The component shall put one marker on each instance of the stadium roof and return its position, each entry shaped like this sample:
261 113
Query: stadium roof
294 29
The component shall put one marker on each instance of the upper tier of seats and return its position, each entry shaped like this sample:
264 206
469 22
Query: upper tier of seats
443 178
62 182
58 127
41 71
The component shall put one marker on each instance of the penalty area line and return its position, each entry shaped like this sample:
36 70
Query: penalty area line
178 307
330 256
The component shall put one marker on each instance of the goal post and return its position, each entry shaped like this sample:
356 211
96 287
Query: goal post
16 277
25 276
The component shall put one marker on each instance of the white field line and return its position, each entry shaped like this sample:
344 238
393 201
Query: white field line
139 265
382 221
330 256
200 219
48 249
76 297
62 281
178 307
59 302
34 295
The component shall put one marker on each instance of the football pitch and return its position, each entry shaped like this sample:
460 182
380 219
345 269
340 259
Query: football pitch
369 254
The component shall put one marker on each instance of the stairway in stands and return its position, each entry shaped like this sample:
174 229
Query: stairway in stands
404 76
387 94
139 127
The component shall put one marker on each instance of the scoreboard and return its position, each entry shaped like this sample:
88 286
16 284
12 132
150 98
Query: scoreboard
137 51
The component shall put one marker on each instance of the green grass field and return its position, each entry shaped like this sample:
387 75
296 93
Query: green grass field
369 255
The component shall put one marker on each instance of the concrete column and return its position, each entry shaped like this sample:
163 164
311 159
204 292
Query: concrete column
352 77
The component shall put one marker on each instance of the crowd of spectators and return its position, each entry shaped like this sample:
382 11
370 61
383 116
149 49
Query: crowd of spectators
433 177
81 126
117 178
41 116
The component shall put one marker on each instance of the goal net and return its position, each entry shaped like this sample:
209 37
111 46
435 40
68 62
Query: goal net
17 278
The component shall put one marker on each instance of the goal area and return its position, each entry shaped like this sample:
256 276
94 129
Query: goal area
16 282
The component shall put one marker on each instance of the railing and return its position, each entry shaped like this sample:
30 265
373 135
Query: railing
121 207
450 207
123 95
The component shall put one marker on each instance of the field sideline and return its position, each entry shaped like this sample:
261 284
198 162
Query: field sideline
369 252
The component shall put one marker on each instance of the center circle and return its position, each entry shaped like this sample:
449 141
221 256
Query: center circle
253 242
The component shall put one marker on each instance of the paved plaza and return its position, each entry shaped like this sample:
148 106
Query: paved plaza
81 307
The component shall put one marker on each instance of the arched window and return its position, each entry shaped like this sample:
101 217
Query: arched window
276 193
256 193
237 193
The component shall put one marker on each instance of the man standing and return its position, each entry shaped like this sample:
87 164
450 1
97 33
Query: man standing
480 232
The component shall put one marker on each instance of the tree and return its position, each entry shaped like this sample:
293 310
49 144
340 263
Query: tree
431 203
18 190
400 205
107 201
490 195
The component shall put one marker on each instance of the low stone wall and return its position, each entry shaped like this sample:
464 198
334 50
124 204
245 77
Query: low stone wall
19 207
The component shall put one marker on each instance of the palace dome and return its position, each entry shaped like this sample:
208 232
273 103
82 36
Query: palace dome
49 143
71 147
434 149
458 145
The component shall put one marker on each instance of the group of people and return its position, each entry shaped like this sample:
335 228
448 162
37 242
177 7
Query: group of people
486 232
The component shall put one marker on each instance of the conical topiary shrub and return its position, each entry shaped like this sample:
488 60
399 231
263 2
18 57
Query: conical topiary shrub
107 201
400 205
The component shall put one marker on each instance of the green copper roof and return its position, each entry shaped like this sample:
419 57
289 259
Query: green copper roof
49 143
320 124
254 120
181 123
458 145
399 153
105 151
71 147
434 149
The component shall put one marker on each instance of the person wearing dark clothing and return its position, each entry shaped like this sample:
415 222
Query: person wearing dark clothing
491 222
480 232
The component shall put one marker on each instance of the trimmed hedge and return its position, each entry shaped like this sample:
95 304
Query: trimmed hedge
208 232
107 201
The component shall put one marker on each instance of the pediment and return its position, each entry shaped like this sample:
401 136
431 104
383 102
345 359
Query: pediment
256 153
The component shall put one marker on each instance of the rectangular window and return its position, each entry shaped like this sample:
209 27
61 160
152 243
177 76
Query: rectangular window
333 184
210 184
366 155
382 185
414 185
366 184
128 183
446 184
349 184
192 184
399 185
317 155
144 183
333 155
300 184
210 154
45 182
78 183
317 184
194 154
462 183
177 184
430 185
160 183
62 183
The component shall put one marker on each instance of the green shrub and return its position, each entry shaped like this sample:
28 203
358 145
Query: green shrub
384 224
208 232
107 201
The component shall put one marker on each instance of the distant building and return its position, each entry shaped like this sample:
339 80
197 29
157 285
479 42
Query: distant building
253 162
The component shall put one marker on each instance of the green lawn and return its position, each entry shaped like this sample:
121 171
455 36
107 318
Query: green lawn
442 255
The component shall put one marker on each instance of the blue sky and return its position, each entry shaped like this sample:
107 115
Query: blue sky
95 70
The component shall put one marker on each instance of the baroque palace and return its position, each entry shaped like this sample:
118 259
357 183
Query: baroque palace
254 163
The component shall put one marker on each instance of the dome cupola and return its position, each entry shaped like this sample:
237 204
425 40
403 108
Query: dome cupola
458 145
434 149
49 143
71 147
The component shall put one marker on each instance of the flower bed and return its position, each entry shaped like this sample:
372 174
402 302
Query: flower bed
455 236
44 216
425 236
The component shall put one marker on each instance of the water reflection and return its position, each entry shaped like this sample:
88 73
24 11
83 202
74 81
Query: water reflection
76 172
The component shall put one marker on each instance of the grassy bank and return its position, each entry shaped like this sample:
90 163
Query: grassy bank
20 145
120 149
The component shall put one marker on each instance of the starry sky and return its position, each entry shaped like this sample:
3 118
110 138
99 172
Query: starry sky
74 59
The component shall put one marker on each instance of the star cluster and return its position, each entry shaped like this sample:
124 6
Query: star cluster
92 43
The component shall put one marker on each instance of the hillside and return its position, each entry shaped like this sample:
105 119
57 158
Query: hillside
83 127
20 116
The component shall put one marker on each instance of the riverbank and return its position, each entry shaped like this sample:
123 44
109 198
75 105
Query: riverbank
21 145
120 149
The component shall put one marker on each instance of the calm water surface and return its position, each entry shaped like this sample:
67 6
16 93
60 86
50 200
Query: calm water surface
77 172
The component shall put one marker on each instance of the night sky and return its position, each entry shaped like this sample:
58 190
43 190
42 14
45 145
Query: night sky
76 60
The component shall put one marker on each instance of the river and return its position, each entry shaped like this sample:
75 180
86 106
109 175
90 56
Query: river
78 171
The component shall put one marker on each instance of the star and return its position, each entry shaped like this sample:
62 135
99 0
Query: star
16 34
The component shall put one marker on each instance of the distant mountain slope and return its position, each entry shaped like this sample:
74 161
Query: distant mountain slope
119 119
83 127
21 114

Exercise instructions — Reproduce all of the records above line for line, with no changes to any wording, number, or spacing.

Complete answer —
The component shall put one marker on each instance of the stadium roof and return its position, each entry shaped like this sample:
261 113
Query: stadium roof
294 29
The component shall put one marker on each instance of the upper tier of seats and return its position, each entry shaped like this sample:
264 206
469 22
Query: upper tier of seats
443 178
62 182
58 127
41 71
The component shall put one marker on each instance of the penalty area line and return its position, each entry shaped like this sample:
36 70
Query: penalty area line
178 307
330 256
The component shall put one marker on each instance of the goal post and return its position, each entry shaped like this sample:
356 211
96 287
Query: goal post
16 277
25 276
The component shall put one marker on each instance of the white field line and return its position, each entry shaped like this sample:
344 238
393 201
Query: white field line
139 265
382 221
330 256
200 219
48 249
76 297
62 281
178 307
59 302
34 295
The component shall put one marker on each instance of the football pitch and return its position, each entry shaped like this sample:
460 182
380 219
345 269
340 259
Query: football pitch
369 254
The component shall put one marker on each instance of the stairway in stands and return its position, each entry shaped like this sample:
174 229
Query: stairway in stands
404 76
387 94
139 127
The component shall put one marker on each instance of the scoreboard and return its position, each entry shaped like this sample:
88 286
16 284
12 132
150 98
Query: scoreboard
137 51
The component shall put one marker on each instance of the green grass field and return its position, each entry shaped like this sample:
387 75
296 93
Query: green grass field
369 255
The component shall put one marker on each instance of the concrete column and return its position, each entry shaped like this sample:
163 164
311 159
204 292
Query: concrete column
352 77
The component shall put one marker on each instance of the crowd of spectators and return its position, each entry shaped like this sample:
382 11
370 61
383 116
149 49
Query: crowd of spectators
433 177
81 126
117 178
41 116
The component shall put one marker on each instance of the goal net and return its position, each entry shaped like this sample:
209 37
111 46
435 40
68 62
Query: goal net
17 278
The component shall put one marker on each instance of the goal area and return its position, each entry shaped like this sample:
256 276
94 129
Query: goal area
16 282
The component shall put one marker on each instance of the railing and return its position, each entry shaped like this sample:
30 265
373 135
Query: railing
121 207
450 207
123 95
The component shall put one marker on each instance of the field sideline and return its position, each entry shaped like this sample:
261 284
198 162
Query: field sideline
369 252
The component shall put one marker on each instance of the center circle and return its position, each entry shaped like this sample:
449 141
221 256
Query: center circle
253 242
The component shall put one marker on each instance of the paved plaza and return its position, each entry shaped like this sample:
148 106
Query: paved plaza
81 307
The component shall put one marker on each instance of the arched window and return its position, each entry shaped like this sample:
101 217
Query: arched window
276 193
256 193
237 193
The component shall put one marker on each instance of the man standing and return its position, each entry shaped like this sample:
87 164
450 1
97 33
Query: man standing
480 232
The component shall put one marker on each instance of the tree and return its position, each entry shaped like this sample:
293 310
49 144
340 263
Query: tree
431 203
18 190
400 205
107 201
490 195
The component shall put one marker on each instance of the low stone wall and return its position, each entry shaped like this sample:
464 198
334 50
124 204
245 77
Query: low stone wall
19 207
The component shall put one marker on each instance of the palace dome and return its position, each entry shaped like this sample:
208 232
273 103
82 36
Query: palace dome
49 143
71 147
434 149
458 145
The component shall put one marker on each instance of the group of people and return its position, each entry shaped like this sample:
335 228
448 162
37 242
177 7
Query: group of people
486 232
The component shall put one marker on each instance of the conical topiary shrub and return its position, each entry shaped like this sample:
488 60
399 231
263 2
18 57
Query: conical topiary shrub
107 201
400 205
The component shall put one marker on each instance of the green copper roof and return its position, each entry shaped like this sample:
419 57
289 259
Query: green copper roof
49 143
320 124
254 120
181 123
458 145
399 153
105 151
71 147
434 149
The component shall put one marker on each instance of the person wearing dark clothing and return its position, each entry shaped like this sample:
415 222
Query: person wearing dark clothing
491 222
480 232
The component shall put one marker on each instance of the trimmed hedge and return its position, each entry shaped like this sample:
95 304
Query: trimmed hedge
208 232
107 201
The component shall put one marker on each instance of the pediment and return its position, each entry shaped like this sample:
401 136
431 104
383 102
345 359
Query: pediment
256 153
The component shall put one marker on each instance of the rectangular window and return its position, each entry shaped like this sample:
209 27
61 160
152 243
177 76
Query: rectangular window
333 184
210 184
366 155
382 185
414 185
366 184
128 183
446 184
349 184
192 184
399 185
317 155
144 183
333 155
300 184
210 154
45 182
78 183
317 184
194 154
462 183
177 184
430 185
160 183
62 183
The component shall put one marker on each instance of the green shrub and return its position, each entry shaped like this sample:
28 203
358 145
Query: green shrub
384 224
208 232
107 201
The component shall put one marker on each instance of the distant building and return its position, each entry shaped like this sample:
339 80
197 29
157 285
479 42
Query: distant building
253 162
The component shall put one marker on each instance of the green lawn and return its position, each entry shaped like this sample:
121 171
455 36
107 318
Query: green lawn
442 255
The component shall put one marker on each instance of the blue sky and return its position, each entry shaped like this sample:
107 115
Query: blue sky
95 70
The component shall put one marker on each instance of the baroque palace and return its position, each entry shaped like this sample:
118 259
357 183
Query: baroque palace
254 163
The component shall put one marker on each instance of the dome cupola and return its position, each entry shaped like this sample:
237 204
425 40
403 108
Query: dome cupola
458 145
434 149
49 143
71 147
The component shall put one marker on each instance of the flower bed and return its position, each entry shaped like this sample:
372 174
402 302
Query: flower bed
455 236
44 216
425 236
The component shall put one marker on each instance of the water reflection and return its position, each entry shaped like this sample:
88 73
24 11
83 202
74 81
Query: water reflection
76 172
The component shall put one marker on each instance of the grassy bank and return its position, each entry shaped like this sample:
90 163
Query: grassy bank
20 145
120 149
The component shall put one marker on each instance of the starry sky and return its position, each entry shaped like this sample:
3 118
110 138
99 172
Query: starry sky
74 59
The component shall put one marker on each instance of the star cluster and return its position, each entry shaped like this sample:
124 6
Query: star cluster
92 43
The component shall put one marker on each instance of the hillside and return its position, each entry shaped like this sample:
105 119
57 158
Query: hillside
83 127
20 116
The component shall put one marker on each instance of the riverbank and return its position, each entry shaped like this sample:
123 44
109 198
75 105
Query: riverbank
21 145
120 149
The component shall put one marker on each instance of the calm water surface and return its position, each entry shaped like this sample:
67 6
16 93
60 86
50 200
Query: calm water surface
77 172
The component shall put one marker on each instance of the night sky and return its position, each entry shaped like this sample:
58 190
43 190
42 14
45 145
Query: night sky
76 60
The component shall put one marker on each instance of the river and return its position, each entry shaped like this sample:
75 180
86 106
109 175
90 56
Query: river
78 171
The component shall put one marker on each instance of the star and return its position, each entry shaped like this sample:
62 135
99 0
Query: star
16 34
The component shall put one marker on each instance of the distant mountain slope and return its position, each entry shaped like this sample:
74 161
Query: distant mountain slope
119 119
83 127
21 114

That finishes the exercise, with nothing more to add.